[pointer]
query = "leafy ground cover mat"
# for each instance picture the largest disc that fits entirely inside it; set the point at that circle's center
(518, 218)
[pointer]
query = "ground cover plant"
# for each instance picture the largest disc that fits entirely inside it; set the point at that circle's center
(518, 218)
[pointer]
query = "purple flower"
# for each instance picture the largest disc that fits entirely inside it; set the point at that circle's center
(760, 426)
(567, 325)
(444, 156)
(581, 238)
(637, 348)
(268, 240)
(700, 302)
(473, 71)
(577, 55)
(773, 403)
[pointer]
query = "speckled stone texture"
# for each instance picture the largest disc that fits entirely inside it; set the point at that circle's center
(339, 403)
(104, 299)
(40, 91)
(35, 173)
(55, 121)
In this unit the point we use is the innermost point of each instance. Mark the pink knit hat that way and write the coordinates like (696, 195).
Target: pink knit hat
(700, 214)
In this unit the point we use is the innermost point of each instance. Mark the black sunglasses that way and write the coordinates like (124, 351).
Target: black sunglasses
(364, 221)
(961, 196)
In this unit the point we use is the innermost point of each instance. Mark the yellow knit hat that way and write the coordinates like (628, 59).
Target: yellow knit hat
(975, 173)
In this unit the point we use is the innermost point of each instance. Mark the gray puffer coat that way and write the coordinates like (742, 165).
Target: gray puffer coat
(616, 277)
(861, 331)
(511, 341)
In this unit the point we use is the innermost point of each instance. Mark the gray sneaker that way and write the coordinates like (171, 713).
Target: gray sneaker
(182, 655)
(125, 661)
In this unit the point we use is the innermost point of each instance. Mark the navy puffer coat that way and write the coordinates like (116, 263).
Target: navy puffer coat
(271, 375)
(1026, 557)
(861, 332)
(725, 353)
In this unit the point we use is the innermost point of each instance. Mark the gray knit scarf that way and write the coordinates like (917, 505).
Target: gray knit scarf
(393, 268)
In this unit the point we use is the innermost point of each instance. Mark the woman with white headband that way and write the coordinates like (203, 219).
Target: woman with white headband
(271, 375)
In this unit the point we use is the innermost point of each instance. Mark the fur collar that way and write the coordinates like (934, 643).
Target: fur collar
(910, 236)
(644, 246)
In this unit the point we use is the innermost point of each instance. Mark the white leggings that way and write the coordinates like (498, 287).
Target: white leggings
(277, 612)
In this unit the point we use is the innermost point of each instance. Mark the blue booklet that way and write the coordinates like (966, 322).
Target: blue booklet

(Problem to solve): Using the records above as the source, restate each line verbatim.

(Exercise response):
[pointer]
query = "leafy ground cover mat"
# for each instance picture the largest disc that fits entirely inside it; set the point at that circle's center
(518, 218)
[pointer]
query = "ground cover plant"
# for each instance picture the largest disc that fits entirely inside it; set the point at that circle's center
(518, 218)
[pointer]
query = "purple flower"
# for each instance picture the largest disc that fits entirely inside it; set the point at that circle's center
(760, 426)
(567, 325)
(444, 156)
(581, 238)
(637, 348)
(268, 240)
(700, 302)
(473, 71)
(577, 55)
(773, 403)
[pointer]
query = "speckled stone texture"
# for each instance picture the largest disc that fits entirely inside it; set the point at that circle's center
(339, 403)
(104, 299)
(40, 91)
(35, 173)
(55, 121)
In this unit the point we use is the innermost point of each instance. Mark the pink knit hat that way and write the coordinates like (696, 195).
Target: pink knit hat
(700, 214)
In this unit the point we use is the innermost point of each instance. Mark the black sunglasses that way and write the coordinates like (124, 351).
Target: black sunglasses
(364, 221)
(961, 196)
In this unit the point we use is the innermost point of each instance. Mark the yellow knit hat that way and write the coordinates like (628, 59).
Target: yellow knit hat
(975, 173)
In this unit the point we use is the innermost point of each instance. Mark the gray puffer coat that way and write the coordinates like (742, 165).
Target: gray puffer coat
(616, 277)
(861, 331)
(511, 341)
In this unit the point we use is the innermost point of each instance. Mark the gray sneaker that way and write the coordinates like (171, 713).
Target: gray sneaker
(182, 655)
(125, 661)
In this unit the point we use is the innermost point of each instance. Mark the navy puffer coat that way and write the coordinates like (116, 263).
Target: navy puffer coat
(271, 375)
(1026, 557)
(861, 332)
(725, 353)
In this unit the point we use is the innermost point of each instance. Mark the gray knit scarf that way and write the coordinates like (917, 505).
Target: gray knit scarf
(393, 268)
In this unit the point we use is the innermost point of each instance. Mark the woman with white headband that way and write the coordinates like (203, 219).
Target: woman with white headband
(271, 375)
In this unit the point we use is the innermost point of each instance. Mark the fur collar that way and write the coordinates like (934, 643).
Target: fur collar
(910, 236)
(644, 246)
In this unit the point we use is the innermost point of each instance. Mark the white leggings that way and write the coordinates like (498, 287).
Target: white leggings
(277, 612)
In this unit the point we use is the innermost point of each instance. Mark the blue booklet that way and write the coordinates like (966, 322).
Target: blue booklet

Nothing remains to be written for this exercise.